*ACTIVITY:* Retype each entry below precisely as it reads.

*RECORDS TO PROCESS:*
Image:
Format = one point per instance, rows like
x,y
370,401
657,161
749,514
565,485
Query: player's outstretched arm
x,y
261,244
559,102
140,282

*YOUR RESPONSE:*
Image:
Format = one point per instance, rows like
x,y
370,401
657,161
749,514
565,485
Query: player's outstretched arm
x,y
261,244
559,102
140,282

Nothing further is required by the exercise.